Task 1:
Could you reproduce the passage of the tour food article between "But before performing, she" and "does she eat?", inclusive?

+++ Page text +++

Catching up with the performer in Boston on the ongoing U.S. tour with Macklemore & Ryan Lewis, Wong-Wear bites into a bit of Thai food. “We picked up to-go before sound check,” she says.

While on tour with the world-famous hip-hop duo, Wong-Wear says she is “deeply motivated by free food” and, therefore, can be found often by the catered meal tables in the greenroom. “Food always tastes more delicious when it’s free,” she notes.

But before performing, she keeps to a pretty strict regimen or else risks a befuddled stomach when rocking the mic.

“The timeline for this tour has been that we sound check and then I have a sacred hour and a half before we go on stage,” she says. “If I eat anything within an hour before going on stage I’m gonna be burping it out.”

Photos by Eleanor Stills Photography

But when it’s the appropriate time, what does she eat?

“I’m all about noodles and ramen. And if there’s ever steak in catering that’s pinkish, I’m eatin’ it. I don’t feel guilty about any of my pleasures!” But, she admits that she does try to “eat as much salad as possible – on the Macklemore tour there are a lot of different veggie options.”

Somewhere, always, in the greenroom, the performers keep a bottle of Bullet bourbon, which “we all sip right before we go on stage and drink lavishly from post-show,” Wong-Wear says. And on this year’s tour rider, the band has peanut butter pretzels, snap peas and chocolate to snack on.

+++ Entries supplied +++

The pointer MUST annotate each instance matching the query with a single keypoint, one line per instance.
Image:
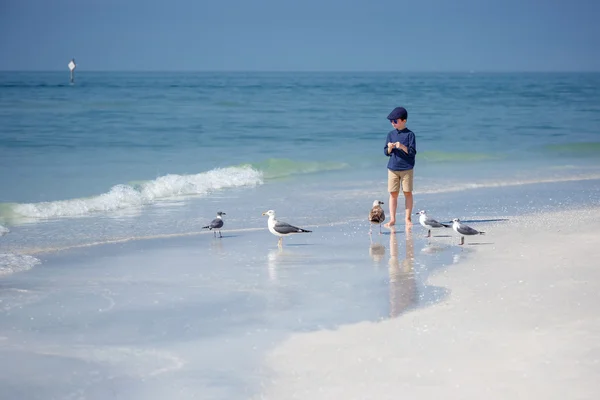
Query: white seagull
(216, 224)
(376, 215)
(429, 222)
(463, 230)
(281, 229)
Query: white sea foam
(12, 263)
(136, 195)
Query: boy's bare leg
(408, 201)
(393, 207)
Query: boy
(401, 148)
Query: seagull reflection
(403, 286)
(377, 252)
(272, 260)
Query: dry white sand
(522, 322)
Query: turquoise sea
(109, 289)
(128, 155)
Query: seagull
(281, 229)
(376, 215)
(463, 229)
(429, 223)
(216, 224)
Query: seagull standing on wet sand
(463, 229)
(376, 216)
(429, 222)
(216, 224)
(281, 229)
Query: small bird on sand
(216, 224)
(463, 229)
(281, 229)
(429, 222)
(376, 216)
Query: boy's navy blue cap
(398, 113)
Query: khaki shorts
(397, 177)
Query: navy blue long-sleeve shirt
(399, 160)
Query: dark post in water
(72, 67)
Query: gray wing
(377, 215)
(216, 223)
(434, 224)
(284, 228)
(467, 230)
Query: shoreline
(521, 322)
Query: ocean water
(127, 155)
(144, 160)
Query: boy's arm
(387, 149)
(411, 149)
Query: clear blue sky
(306, 35)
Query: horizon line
(460, 71)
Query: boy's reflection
(403, 287)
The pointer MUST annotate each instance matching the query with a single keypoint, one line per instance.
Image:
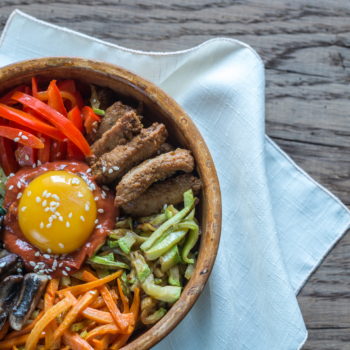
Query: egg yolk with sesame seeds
(57, 212)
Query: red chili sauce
(15, 241)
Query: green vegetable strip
(188, 197)
(126, 242)
(168, 293)
(190, 243)
(158, 233)
(103, 261)
(169, 241)
(170, 258)
(174, 276)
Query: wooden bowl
(162, 108)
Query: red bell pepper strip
(66, 85)
(74, 153)
(75, 117)
(30, 121)
(35, 87)
(43, 96)
(7, 98)
(20, 136)
(43, 154)
(56, 119)
(54, 98)
(58, 151)
(91, 119)
(25, 155)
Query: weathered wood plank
(305, 47)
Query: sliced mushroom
(9, 293)
(9, 265)
(32, 288)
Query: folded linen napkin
(278, 223)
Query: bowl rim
(203, 159)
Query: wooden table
(305, 45)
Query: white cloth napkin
(278, 223)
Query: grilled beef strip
(167, 192)
(113, 165)
(138, 179)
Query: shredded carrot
(4, 330)
(75, 311)
(101, 330)
(108, 299)
(49, 297)
(75, 341)
(45, 320)
(82, 288)
(99, 302)
(26, 329)
(102, 344)
(8, 344)
(123, 298)
(123, 338)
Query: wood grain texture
(305, 45)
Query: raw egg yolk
(57, 212)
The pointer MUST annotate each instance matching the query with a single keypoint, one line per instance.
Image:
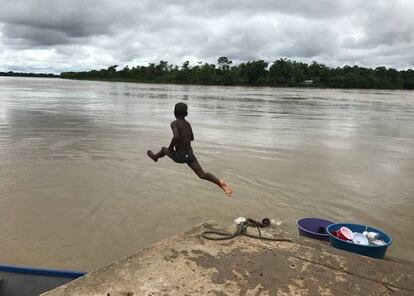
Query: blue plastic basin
(309, 227)
(370, 251)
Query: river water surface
(77, 190)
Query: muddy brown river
(77, 190)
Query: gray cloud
(60, 35)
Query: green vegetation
(282, 72)
(21, 74)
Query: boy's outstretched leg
(164, 151)
(195, 166)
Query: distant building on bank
(307, 82)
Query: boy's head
(180, 110)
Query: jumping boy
(180, 148)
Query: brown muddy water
(77, 190)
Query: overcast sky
(73, 35)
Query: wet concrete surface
(190, 265)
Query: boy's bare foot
(151, 155)
(226, 188)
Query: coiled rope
(241, 229)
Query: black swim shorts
(183, 157)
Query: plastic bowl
(309, 227)
(370, 251)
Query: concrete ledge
(191, 265)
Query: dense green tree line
(282, 72)
(21, 74)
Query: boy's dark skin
(180, 149)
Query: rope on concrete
(241, 229)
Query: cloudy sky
(73, 35)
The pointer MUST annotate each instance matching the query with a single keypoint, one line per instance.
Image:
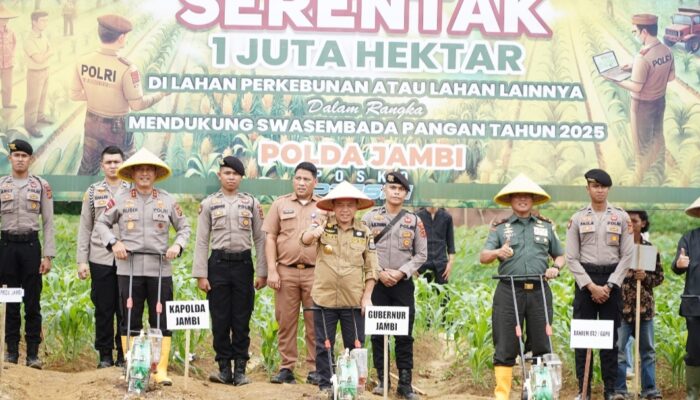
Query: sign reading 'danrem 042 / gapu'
(457, 94)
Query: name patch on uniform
(541, 231)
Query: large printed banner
(460, 95)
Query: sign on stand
(591, 334)
(187, 315)
(383, 320)
(7, 295)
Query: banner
(461, 95)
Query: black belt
(228, 256)
(107, 120)
(599, 269)
(301, 266)
(19, 237)
(526, 285)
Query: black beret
(598, 176)
(397, 177)
(233, 163)
(20, 145)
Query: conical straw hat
(5, 13)
(694, 209)
(345, 190)
(522, 184)
(143, 157)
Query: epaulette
(543, 218)
(496, 223)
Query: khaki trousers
(295, 290)
(6, 77)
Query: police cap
(599, 176)
(397, 177)
(115, 23)
(233, 163)
(20, 145)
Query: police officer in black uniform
(23, 198)
(402, 247)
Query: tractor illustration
(684, 28)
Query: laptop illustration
(608, 67)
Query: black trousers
(104, 293)
(352, 326)
(402, 295)
(692, 344)
(231, 301)
(145, 290)
(19, 263)
(532, 320)
(586, 308)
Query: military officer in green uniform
(523, 243)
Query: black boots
(105, 359)
(379, 389)
(239, 377)
(33, 360)
(404, 389)
(12, 353)
(224, 375)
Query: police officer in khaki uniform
(523, 244)
(144, 216)
(599, 247)
(652, 69)
(231, 221)
(98, 263)
(290, 268)
(112, 87)
(345, 274)
(38, 51)
(23, 198)
(402, 247)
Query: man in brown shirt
(651, 71)
(38, 51)
(346, 271)
(111, 85)
(290, 268)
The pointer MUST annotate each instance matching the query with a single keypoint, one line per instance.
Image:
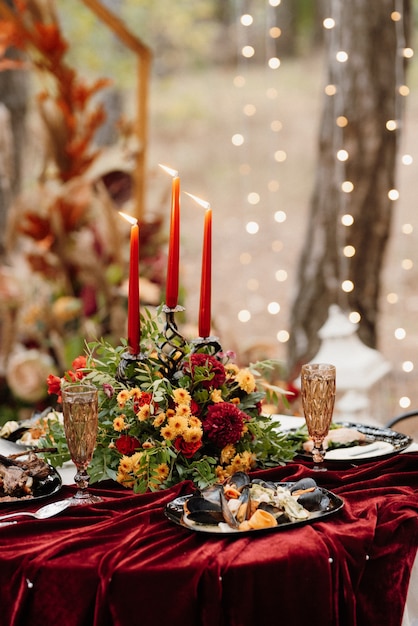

+++

Task 2:
Which lines of the listing contain the word "rope"? List each one, treating uppercase and lowercase as different.

Written reply 1:
But before performing, she keeps to a pretty strict regimen or else risks a befuddled stomach when rocking the mic.

“The timeline for this tour has been that we sound check and then I have a sacred hour and a half before we go on stage,” she says. “If I eat anything within an hour before going on stage I’m gonna be burping it out.”

Photos by Eleanor Stills Photography

But when it’s the appropriate time, what does she eat?

Written reply 2:
Query: coiled rope
Query: rope on concrete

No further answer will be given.